-- Data --
━━━━━━━━━━

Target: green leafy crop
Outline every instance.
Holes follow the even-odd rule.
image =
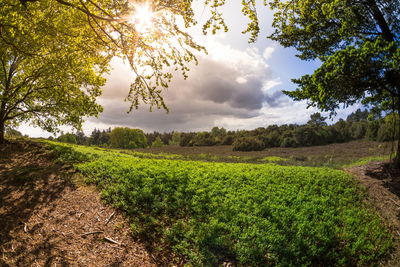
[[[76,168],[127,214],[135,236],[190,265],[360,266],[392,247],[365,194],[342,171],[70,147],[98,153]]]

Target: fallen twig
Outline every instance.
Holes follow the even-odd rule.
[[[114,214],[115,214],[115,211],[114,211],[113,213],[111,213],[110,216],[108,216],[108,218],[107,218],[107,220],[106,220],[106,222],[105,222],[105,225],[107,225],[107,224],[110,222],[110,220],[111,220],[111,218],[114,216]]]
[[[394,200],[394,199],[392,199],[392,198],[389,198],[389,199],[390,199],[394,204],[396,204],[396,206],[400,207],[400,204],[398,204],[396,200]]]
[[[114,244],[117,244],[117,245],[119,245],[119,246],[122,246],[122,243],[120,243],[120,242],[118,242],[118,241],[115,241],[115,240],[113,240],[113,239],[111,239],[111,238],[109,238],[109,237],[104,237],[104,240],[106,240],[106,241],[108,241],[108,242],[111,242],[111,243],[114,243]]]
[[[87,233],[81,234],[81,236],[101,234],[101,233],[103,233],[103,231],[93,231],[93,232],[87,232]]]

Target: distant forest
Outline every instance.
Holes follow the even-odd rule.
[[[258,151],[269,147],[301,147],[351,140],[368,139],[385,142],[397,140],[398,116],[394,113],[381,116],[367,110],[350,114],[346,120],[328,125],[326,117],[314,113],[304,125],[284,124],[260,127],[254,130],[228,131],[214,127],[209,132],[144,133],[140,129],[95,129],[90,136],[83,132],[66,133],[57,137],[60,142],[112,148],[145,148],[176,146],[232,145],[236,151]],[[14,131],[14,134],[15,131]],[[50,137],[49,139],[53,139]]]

━━━━━━━━━━

Count the lines above that contain the string "Target". Reply with the number alone.

3